(Beginning of EXCERPT PROVIDED)

Farmers in Nyando, Western Kenya are shifting from maize farming and ordinary livestock keeping to climate-smart agriculture that helps them adapt to the changing climate.

The rough and dusty road leads us to John Obuom’s homestead in Kowalla village Nyakach district, Kisumu County. Obuom has taken up rearing of gala goats and Red Masaai sheep which he crossbreeds with indigenous breeds. The gala goats mature faster and fetch him more money to buy food for his family. A mature gala goat costs up to Sh25,000 while a local one costs Sh11,000.

“I have a small but diverse farm which I plant vegetables, legumes and keep sheep, goats and chicken to boost my family’s food supply and nutrition. I used to keep livestock without much planning but now I have more than 10 goats both the small East African indigenous goats and the upgraded grades which are cross breed of gala goats. This is my latest venture and many farmers have benefited by passing on the gift initiative,” said Obuom.

The initiative was established by the CGIAR Research Programme on Climate Change, Agriculture and Food Security (CCAFS) in partnership with World Neighbours where a farmer is given a gala goat to crossbreed with a small East African indigenous one. Then they follow up by giving a six-month to one-year kid to a neighbour for purposes of crossbreeding.

Jared Akuku, World Neighbours, programme associate says the passing on the gift mechanism ensures that everyone in the village benefits and that no one is left out. “Upgrading takes between six months to two years after which the goats are mature and ready for sale. The price of a mature upgraded goat compared to that of an indigenous is incomparable and this helps in improving their livelihoods and also gives them money to buy food,” says Akuku. George Nandi, a livestock extension officer in the Lower Nyakach division says for a long time there has been a lot of in-breeding between the local breeds, and this results in smaller-sized goats that do not fetch the farmer good market prices.

“The introduction of the gala goats from Rumuruti division in Laikipia County seeks to produce better breeds that can adapt well to the environment and easy to manage while the farmer earns a good income,” says Nandi. For a long time farmers in Nyando have kept livestock for important ceremonies such as weddings, funerals or paying dowry and for some little milk for home consumption. However, this is slowly changing as they are now taking up livestock keeping for income generation through zero grazing of goats and sheep for both meat and milk.

Besides the gala goat, Obuom also keeps the German Alpine goats for milk. He has two goats that provide him with at least six litres of milk daily and locally, one litre of goat milk costs Sh 100. According to research, goat milk compares favourably in nutritive value with cow’s milk. It contains smaller fat globules and as a consequence is easier to digest and does not require homogenisation.

It is used extensively in making cheeses. Goat milk casein and goat milk fat are more easily digested than that from cow milk. Goat milk is valued for the elderly, sick, babies, children with allergies, patients with ulcers and even preferred for raising orphan foals and puppie.

In arid and semi-arid areas milk from goats and sheep still plays a major role, especially in child nutrition. Goat milk is higher in Vit A, Niacin, Choline, and inositol than cow milk but is lower in Vit B6, B12, C, and carotenoids.

(End of EXCERPT PROVIDED)
(Beginning of EXTRACTED INFORMATION)

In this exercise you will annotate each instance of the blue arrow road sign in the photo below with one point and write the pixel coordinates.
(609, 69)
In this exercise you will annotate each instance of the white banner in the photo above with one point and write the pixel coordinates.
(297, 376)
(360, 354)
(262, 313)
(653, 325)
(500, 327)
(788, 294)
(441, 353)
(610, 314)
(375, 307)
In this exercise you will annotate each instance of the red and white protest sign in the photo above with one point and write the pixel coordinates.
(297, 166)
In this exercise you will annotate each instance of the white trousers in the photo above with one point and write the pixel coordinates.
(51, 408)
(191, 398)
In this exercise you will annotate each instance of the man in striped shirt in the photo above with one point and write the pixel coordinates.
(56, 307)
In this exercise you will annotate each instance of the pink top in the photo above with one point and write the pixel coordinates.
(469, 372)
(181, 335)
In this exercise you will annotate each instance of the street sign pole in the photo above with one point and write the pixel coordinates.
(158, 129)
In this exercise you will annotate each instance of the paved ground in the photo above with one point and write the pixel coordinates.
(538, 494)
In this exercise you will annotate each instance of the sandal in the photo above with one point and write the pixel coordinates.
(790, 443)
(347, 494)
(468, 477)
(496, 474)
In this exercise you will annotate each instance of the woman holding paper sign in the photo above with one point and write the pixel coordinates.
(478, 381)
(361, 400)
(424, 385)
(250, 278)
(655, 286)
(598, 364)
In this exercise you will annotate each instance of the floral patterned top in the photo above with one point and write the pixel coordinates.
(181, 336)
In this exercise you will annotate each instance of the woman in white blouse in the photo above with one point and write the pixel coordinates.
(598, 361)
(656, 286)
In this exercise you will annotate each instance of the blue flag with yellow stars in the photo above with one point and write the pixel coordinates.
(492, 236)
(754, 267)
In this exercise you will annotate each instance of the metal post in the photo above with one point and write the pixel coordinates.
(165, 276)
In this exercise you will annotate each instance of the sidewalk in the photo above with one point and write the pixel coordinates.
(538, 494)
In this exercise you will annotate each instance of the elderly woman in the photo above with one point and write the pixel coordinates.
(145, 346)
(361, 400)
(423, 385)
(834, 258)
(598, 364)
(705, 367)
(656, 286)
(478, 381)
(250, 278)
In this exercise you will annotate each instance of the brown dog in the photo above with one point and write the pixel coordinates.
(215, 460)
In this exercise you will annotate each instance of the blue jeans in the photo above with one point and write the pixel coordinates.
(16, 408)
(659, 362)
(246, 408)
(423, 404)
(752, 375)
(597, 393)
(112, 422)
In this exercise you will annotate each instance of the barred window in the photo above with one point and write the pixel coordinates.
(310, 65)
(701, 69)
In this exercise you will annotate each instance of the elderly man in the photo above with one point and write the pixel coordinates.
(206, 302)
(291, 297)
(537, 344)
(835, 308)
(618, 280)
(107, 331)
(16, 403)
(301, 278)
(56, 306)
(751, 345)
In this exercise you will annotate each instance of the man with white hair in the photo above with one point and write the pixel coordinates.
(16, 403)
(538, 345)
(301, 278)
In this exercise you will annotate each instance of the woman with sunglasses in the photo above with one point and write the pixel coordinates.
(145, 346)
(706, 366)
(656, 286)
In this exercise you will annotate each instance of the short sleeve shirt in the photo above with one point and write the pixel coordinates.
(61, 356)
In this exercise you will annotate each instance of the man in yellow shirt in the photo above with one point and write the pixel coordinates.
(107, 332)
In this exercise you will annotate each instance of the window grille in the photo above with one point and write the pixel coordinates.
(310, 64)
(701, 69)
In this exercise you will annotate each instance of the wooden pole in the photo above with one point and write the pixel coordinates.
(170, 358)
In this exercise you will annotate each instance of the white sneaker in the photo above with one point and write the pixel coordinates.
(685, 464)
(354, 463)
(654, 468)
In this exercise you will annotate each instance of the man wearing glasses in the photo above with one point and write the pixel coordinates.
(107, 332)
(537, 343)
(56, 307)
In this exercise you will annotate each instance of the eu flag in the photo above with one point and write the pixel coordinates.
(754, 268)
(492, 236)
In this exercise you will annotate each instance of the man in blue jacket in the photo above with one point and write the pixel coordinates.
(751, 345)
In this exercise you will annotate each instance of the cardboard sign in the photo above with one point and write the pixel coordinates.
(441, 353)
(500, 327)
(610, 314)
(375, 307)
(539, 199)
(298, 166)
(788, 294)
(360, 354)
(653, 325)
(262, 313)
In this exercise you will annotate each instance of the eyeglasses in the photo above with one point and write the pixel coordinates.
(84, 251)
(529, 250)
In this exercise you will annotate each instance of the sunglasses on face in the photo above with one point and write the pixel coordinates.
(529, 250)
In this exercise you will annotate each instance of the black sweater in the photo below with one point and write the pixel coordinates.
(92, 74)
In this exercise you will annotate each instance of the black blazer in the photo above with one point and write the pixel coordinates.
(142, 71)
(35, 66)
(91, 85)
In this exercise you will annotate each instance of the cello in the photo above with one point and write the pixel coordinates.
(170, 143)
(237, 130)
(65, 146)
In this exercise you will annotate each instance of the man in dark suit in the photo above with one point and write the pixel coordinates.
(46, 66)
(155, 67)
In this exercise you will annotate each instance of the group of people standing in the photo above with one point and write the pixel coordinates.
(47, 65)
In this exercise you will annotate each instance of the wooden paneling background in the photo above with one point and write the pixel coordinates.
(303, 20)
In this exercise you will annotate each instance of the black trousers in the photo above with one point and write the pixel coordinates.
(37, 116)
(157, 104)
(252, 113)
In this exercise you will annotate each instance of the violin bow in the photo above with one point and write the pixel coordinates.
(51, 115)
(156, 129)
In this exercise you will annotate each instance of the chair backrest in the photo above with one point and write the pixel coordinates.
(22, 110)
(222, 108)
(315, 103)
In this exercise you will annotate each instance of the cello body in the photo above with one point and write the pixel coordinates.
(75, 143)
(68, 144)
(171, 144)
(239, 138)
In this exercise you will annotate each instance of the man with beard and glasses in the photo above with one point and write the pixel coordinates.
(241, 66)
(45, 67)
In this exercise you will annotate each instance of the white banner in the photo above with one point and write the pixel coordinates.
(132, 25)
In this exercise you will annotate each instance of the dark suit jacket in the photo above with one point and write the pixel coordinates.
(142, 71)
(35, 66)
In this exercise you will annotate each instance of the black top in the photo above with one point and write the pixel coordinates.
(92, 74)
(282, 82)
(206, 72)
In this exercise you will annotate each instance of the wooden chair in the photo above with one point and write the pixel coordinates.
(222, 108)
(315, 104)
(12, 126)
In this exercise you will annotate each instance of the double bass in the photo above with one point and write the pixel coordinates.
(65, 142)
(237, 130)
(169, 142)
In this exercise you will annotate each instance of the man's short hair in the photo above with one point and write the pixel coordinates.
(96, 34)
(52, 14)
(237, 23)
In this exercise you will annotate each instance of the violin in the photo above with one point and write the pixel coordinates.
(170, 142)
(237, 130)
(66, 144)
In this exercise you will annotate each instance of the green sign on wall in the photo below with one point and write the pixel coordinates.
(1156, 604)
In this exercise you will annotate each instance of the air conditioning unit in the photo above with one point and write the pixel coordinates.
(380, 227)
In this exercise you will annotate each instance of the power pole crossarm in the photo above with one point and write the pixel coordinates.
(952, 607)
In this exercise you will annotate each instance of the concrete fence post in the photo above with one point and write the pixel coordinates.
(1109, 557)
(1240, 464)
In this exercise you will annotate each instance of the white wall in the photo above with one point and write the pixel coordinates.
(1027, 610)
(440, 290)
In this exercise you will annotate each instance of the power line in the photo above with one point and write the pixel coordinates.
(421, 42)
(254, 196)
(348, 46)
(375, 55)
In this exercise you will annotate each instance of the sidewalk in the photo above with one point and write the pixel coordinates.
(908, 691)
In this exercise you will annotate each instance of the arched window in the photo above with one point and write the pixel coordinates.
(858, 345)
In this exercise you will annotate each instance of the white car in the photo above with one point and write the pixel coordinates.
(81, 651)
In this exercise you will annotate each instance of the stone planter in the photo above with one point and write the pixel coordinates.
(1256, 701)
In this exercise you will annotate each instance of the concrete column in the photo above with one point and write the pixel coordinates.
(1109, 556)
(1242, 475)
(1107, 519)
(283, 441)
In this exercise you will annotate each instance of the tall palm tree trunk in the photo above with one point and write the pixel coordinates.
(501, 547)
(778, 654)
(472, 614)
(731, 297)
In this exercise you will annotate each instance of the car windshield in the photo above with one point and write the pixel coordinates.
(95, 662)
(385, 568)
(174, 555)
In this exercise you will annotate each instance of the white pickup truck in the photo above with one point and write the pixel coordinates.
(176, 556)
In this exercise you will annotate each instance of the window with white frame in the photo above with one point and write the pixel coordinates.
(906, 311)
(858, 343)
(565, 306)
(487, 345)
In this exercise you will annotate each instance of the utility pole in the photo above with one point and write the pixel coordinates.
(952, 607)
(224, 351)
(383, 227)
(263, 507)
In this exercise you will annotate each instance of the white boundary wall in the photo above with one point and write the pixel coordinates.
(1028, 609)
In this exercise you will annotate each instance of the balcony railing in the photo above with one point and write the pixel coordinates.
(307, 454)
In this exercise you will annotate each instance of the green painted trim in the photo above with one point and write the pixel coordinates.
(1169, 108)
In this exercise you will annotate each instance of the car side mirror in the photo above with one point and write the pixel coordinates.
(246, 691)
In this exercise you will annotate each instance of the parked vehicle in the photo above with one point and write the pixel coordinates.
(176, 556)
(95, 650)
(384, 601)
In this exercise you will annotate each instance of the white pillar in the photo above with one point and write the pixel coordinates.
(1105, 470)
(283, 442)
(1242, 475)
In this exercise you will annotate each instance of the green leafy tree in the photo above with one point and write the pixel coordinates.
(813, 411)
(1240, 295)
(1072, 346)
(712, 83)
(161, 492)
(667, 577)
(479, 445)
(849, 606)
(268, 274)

(End of EXTRACTED INFORMATION)

*PROBLEM 1*:
From the article on climate-smart farming in Nyando, list every nutrient that goat milk has more of than cow milk.
*PROBLEM 2*:
Echo the passage from "It is used extensively" to "C, and carotenoids." in the article on climate-smart farming in Nyando.

*YOUR RESPONSE 1*:
Vit A
Niacin
Choline
inositol

*YOUR RESPONSE 2*:
It is used extensively in making cheeses. Goat milk casein and goat milk fat are more easily digested than that from cow milk. Goat milk is valued for the elderly, sick, babies, children with allergies, patients with ulcers and even preferred for raising orphan foals and puppie.

In arid and semi-arid areas milk from goats and sheep still plays a major role, especially in child nutrition. Goat milk is higher in Vit A, Niacin, Choline, and inositol than cow milk but is lower in Vit B6, B12, C, and carotenoids.